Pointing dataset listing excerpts
— begin —
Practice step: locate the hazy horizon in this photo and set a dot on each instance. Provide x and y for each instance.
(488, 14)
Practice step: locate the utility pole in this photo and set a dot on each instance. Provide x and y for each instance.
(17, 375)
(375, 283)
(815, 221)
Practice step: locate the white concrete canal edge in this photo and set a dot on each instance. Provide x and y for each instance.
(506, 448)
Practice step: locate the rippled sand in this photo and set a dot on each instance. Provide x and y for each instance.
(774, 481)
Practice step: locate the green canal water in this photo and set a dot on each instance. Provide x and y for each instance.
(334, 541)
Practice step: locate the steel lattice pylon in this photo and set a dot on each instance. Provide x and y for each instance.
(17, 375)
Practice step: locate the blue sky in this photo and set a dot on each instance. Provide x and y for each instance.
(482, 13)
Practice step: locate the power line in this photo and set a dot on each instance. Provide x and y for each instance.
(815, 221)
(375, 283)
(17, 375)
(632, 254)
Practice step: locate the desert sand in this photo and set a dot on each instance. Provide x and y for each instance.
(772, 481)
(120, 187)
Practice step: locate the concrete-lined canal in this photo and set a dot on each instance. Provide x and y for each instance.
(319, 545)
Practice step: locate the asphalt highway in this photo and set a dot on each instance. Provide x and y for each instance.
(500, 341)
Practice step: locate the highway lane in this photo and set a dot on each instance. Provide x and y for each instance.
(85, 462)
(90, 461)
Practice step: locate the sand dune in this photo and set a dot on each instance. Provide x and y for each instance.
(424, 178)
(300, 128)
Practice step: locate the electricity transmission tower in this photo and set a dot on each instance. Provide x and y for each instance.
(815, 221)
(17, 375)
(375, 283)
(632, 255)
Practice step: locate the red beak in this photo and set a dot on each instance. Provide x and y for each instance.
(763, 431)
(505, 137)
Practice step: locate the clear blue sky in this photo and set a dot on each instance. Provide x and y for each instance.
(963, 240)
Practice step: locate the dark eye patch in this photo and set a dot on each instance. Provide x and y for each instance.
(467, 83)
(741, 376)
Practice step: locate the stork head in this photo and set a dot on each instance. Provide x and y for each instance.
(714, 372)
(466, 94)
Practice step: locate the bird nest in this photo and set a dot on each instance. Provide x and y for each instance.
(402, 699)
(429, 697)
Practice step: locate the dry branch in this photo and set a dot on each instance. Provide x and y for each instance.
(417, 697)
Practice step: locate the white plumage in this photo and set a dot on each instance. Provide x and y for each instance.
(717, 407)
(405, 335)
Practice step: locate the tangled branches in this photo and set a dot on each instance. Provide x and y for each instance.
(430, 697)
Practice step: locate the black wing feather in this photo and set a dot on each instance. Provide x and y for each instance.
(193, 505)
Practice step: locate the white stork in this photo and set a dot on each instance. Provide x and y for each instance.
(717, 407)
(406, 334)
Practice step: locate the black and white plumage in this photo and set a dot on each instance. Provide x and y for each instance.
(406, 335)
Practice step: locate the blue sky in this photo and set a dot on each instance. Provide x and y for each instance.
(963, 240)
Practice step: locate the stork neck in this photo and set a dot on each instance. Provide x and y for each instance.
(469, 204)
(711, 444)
— end —
Task brief
Please quote every line of the listing above word for word.

Completed task
Practice step: locate the hazy horizon in this photo and set a dot on each instance. Provide x and y for each instance.
(488, 14)
Practice step: locate the utility pole in this photo and set a dot on each instance. Provide x and y for each instance.
(17, 375)
(375, 283)
(815, 221)
Practice step: locate the white concrete canal edge in this photo and set a dot on each instance. Provide x and y for each instance.
(506, 448)
Practice step: locate the rippled sand in this photo and set a dot on each instance. Provide x and y for each instance.
(774, 481)
Practice step: locate the green canal water in this photo and set a dot on each instance. Provide x and y for each instance.
(334, 541)
Practice step: locate the steel lattice pylon in this photo and set a dot on each instance. Provide x and y for each instance.
(17, 375)
Practice step: locate the blue sky in this photo and set a dot on each instance. Provide x and y for each instance.
(482, 13)
Practice step: locate the power line in this photo and set a dot on each instance. Provide x and y for each instance.
(815, 221)
(375, 283)
(17, 375)
(632, 254)
Practice step: locate the desert sand in this photo and set a dot on each instance. Provide x and y for each instance.
(772, 481)
(120, 187)
Practice step: locate the concrete-lined canal in this photo and set a dot on each instance. Provide x and y for each instance.
(319, 545)
Practice step: locate the asphalt highway in this photo and set a dot on each instance. Provide x and y for each instance.
(500, 341)
Practice step: locate the highway lane in this photo and set a dot on each instance. Provide x and y for each instance.
(85, 462)
(90, 461)
Practice step: locate the sand dune in this photo and set a dot on each instance. Provide x and y for each instance.
(424, 178)
(300, 128)
Practice step: locate the electricity transmission tower in this photo and set a dot on each instance. Provide x and y for each instance.
(815, 221)
(17, 375)
(375, 283)
(632, 255)
Practice step: locate the red beak in this photo and set a dot on each instance. Provide x and y for each instance.
(763, 431)
(505, 137)
Practice step: locate the clear blue sky in this photo and set a dot on each instance. Provide x and y for each instance.
(963, 240)
Practice step: locate the dark eye patch in this photo and set a dot on each instance. Provide x and y for each instance.
(467, 83)
(741, 376)
Practice step: locate the stork head in this photo and set a dot on each instance. Provide x and y for each instance.
(714, 372)
(466, 94)
Practice step: locate the bird nest in this photo and set a dot on each instance. Provide x and y for each instance.
(402, 699)
(429, 697)
Practice step: locate the dry branch in this photo and set a dot on each instance. Provide x and y for each instance.
(417, 697)
Practice step: locate the white plumage in this photo and set a dot on each instance. Provide x and y for each instance.
(717, 407)
(405, 335)
Practice step: locate the tangled branches in this photo and set a dot on each instance. Provide x and y for each instance.
(430, 697)
Practice step: locate the black wing feather in this photo and set a dot on each instance. Provide x and y for each instance.
(193, 505)
Practice step: locate the white stork in this photo and set a dot on each instance. Provide x and y for each instance.
(717, 407)
(406, 334)
Practice step: locate the black and white plumage in this photo and set a dot on each instance. Provide x and y for each instance.
(406, 335)
Practice step: locate the blue sky in this photo and set a dot on each instance. Provide x and y for each instance.
(963, 240)
Practice step: locate the stork neck in this photo and set a dot on each instance. Provide x and y for each instance.
(469, 204)
(711, 444)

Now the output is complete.